- [Material for the task]:
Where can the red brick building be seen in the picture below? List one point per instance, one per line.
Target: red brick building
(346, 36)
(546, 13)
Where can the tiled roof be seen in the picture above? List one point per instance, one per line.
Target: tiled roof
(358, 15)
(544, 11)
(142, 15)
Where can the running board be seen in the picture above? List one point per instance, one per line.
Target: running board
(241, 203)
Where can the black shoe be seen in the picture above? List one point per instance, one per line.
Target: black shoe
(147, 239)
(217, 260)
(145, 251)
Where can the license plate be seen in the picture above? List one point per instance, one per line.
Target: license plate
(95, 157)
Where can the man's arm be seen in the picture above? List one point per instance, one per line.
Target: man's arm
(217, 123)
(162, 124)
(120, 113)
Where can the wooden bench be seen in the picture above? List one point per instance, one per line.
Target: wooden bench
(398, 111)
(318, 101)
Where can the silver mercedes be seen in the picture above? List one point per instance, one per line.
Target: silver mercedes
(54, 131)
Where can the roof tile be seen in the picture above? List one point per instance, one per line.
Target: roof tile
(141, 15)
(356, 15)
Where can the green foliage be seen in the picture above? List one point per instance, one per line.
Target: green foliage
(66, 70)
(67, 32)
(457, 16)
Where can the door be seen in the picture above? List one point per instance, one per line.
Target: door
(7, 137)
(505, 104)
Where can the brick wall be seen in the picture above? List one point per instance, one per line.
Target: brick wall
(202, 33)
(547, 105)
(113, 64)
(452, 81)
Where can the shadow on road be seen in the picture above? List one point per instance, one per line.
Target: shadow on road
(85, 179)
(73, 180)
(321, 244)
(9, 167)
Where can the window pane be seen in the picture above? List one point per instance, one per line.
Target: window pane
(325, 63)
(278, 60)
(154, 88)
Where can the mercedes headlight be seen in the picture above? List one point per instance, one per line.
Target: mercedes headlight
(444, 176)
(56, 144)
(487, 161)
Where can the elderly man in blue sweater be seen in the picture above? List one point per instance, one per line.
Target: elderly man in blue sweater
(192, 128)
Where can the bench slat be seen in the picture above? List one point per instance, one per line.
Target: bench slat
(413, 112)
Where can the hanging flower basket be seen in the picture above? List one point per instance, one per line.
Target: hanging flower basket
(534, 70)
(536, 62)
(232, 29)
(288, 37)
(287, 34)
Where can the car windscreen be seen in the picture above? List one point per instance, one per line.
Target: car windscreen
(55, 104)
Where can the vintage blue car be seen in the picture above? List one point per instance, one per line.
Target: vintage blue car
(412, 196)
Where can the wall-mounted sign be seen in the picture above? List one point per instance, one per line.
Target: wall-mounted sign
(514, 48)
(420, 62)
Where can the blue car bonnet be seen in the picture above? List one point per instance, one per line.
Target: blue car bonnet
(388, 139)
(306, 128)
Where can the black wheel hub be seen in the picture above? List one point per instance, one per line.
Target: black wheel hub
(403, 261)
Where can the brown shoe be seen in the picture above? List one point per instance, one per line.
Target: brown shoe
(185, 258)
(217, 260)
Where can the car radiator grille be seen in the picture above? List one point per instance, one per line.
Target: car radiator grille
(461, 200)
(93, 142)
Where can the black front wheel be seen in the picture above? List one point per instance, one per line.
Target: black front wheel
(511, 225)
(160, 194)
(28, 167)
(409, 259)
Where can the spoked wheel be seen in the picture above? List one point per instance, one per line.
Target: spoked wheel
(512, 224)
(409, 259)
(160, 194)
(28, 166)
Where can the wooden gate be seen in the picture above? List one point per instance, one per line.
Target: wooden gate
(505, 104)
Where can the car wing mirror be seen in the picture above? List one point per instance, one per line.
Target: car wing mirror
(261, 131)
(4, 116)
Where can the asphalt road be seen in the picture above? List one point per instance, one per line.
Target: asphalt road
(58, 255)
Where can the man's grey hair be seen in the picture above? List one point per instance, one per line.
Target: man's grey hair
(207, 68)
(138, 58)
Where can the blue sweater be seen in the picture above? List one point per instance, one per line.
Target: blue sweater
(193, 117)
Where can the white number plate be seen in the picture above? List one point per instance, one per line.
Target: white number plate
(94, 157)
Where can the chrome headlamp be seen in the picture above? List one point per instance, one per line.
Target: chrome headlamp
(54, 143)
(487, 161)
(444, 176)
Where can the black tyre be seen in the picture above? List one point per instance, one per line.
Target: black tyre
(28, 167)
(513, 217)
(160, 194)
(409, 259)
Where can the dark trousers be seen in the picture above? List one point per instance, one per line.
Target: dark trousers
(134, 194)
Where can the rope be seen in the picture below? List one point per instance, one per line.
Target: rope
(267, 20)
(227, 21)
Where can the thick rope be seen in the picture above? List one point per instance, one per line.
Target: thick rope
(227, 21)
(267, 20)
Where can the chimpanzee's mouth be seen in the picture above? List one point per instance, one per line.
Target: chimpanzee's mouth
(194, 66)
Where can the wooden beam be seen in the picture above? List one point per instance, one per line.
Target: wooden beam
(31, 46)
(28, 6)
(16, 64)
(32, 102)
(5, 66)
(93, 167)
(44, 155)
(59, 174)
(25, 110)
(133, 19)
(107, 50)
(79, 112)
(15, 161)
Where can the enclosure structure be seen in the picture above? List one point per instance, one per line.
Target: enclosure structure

- [Brief]: Could I ask you to return the records exactly and in full?

- [Answer area]:
Where can the red brick building be seen in the picture below? List one point per instance, one per line.
Target: red brick building
(346, 36)
(546, 13)
Where can the tiled roof be seen in the picture above? List one point per instance, one per line.
Target: tiled roof
(358, 15)
(544, 11)
(142, 15)
Where can the running board be seen in the picture above? List one point per instance, one per line.
Target: running board
(241, 203)
Where can the black shoe be seen in the picture above? List one point per instance, one per line.
Target: black shoe
(147, 239)
(217, 260)
(145, 251)
Where can the license plate be seen in the picture above? List one point per instance, one per line.
Target: license plate
(95, 157)
Where can the man's arm be seen in the picture above? List one point per instance, one per line.
Target: man's arm
(217, 123)
(162, 124)
(120, 113)
Where can the wooden bench be seen in the picture above? List one point per instance, one per line.
Target: wooden bench
(398, 111)
(318, 101)
Where can the silver mercedes be seen in the picture above? List one point per instance, one per line.
Target: silver mercedes
(54, 131)
Where can the roof tile be seen in the picture above? List one point per instance, one per line.
Target: roof tile
(141, 15)
(356, 15)
Where can the green foliage be seen in the picture above? List one point per instance, one per line.
Target: green foliage
(66, 70)
(67, 32)
(457, 16)
Where can the door be seen in the picture above? List one point per instance, one per line.
Target: door
(7, 137)
(505, 104)
Where can the brick wall be seen in the picture above? List one point per instance, one per line.
Target: brick wall
(202, 33)
(547, 105)
(113, 64)
(452, 81)
Where can the shadow on road be seen in the picture above? List one point per instance, one per line.
Target: shadow on road
(85, 179)
(73, 180)
(321, 244)
(9, 167)
Where can the window pane be seen in the picture above? List one point per instance, one per line.
Target: window pane
(325, 63)
(278, 60)
(154, 88)
Where can the mercedes headlight be seen in the picture above? List one point per instance, one per line.
Target: mercedes headlight
(444, 176)
(56, 144)
(487, 161)
Where can the elderly man in blue sweater be seen in the picture above? List one point per instance, one per line.
Target: elderly man in blue sweater
(192, 128)
Where can the bench slat be seen in the picture above? List one point per instance, one per line.
Target: bench slat
(413, 112)
Where can the hanging flower basket be seen in the picture above? List one point per instance, one per line.
Target: hanging flower basket
(534, 70)
(536, 62)
(232, 29)
(288, 37)
(287, 34)
Where can the car windscreen be seen in the picture above? List one point per instance, one per line.
Target: car windscreen
(55, 104)
Where can the vintage blue car be seen in the picture above? List one point per instance, one per line.
Target: vintage blue car
(412, 196)
Where can the wall-mounted sign be seen in the picture above? List one point per instance, one per line.
Target: wall-mounted sign
(514, 48)
(420, 62)
Where can the blue car bonnet be seen in the picture above? List one point per instance, one per line.
Target: blue car bonnet
(388, 139)
(306, 128)
Where can the black wheel hub be seen in the picture above? List one point per instance, one per line.
Target: black wheel hub
(403, 261)
Where can the brown shoe be seen in the picture above? List one point per instance, one per line.
Target: brown shoe
(185, 258)
(217, 260)
Where can the car radiator grille be seen in the picture above? List one point per instance, one per line.
Target: car radiator grille
(461, 200)
(93, 142)
Where can the black front wheel be seen in the picture above? List one point per instance, one per line.
Target: black front wheel
(511, 225)
(160, 194)
(28, 167)
(409, 259)
Where can the spoked wheel be seen in the picture above? List one point per instance, one per line.
Target: spoked wheel
(512, 224)
(409, 259)
(160, 194)
(28, 166)
Where can the wooden gate be seen in the picture above? List one point per instance, one per line.
Target: wooden gate
(505, 104)
Where can the car wing mirror be seen in the picture above? List one point per instance, one per line.
Target: car wing mirror
(261, 131)
(4, 116)
Where can the asphalt road be seen in the picture above? List one point per instance, one per line.
Target: asphalt road
(58, 255)
Where can the man's grey hair be seen in the picture above? List one point per instance, one per line.
Target: man's grey hair
(207, 68)
(138, 58)
Where can the blue sweater be seen in the picture above? List one point per instance, one per line.
Target: blue sweater
(193, 117)
Where can the white number plate be seen in the picture above? List one point per instance, one per line.
Target: white number plate
(94, 157)
Where can the chrome headlamp be seen in the picture above? List one point per instance, one per line.
Target: chrome headlamp
(54, 143)
(487, 161)
(444, 176)
Where can the black tyre be seen in the picture above? List one point per instance, one per line.
Target: black tyre
(28, 167)
(513, 217)
(160, 194)
(409, 259)
Where can the dark trousers be seen in the picture above? List one point per instance, one per line.
Target: dark trousers
(134, 194)
Where can the rope be seen in the picture below? List one point per instance, one per line.
Target: rope
(267, 20)
(227, 21)
Where can the thick rope be seen in the picture above? List one point per instance, one per line.
Target: thick rope
(227, 21)
(267, 20)
Where can the chimpanzee's mouth be seen in the picture above? List one point per instance, one per line.
Target: chimpanzee's mouth
(194, 66)
Where can the wooden beam be seen in the picture above? List one point per instance, one per line.
Target: wooden beam
(31, 46)
(28, 6)
(16, 64)
(32, 102)
(5, 66)
(93, 167)
(44, 155)
(59, 174)
(25, 110)
(133, 19)
(107, 50)
(79, 112)
(15, 161)
Where can the enclosure structure be seen in the picture above? List one point per instance, one per line.
Target: enclosure structure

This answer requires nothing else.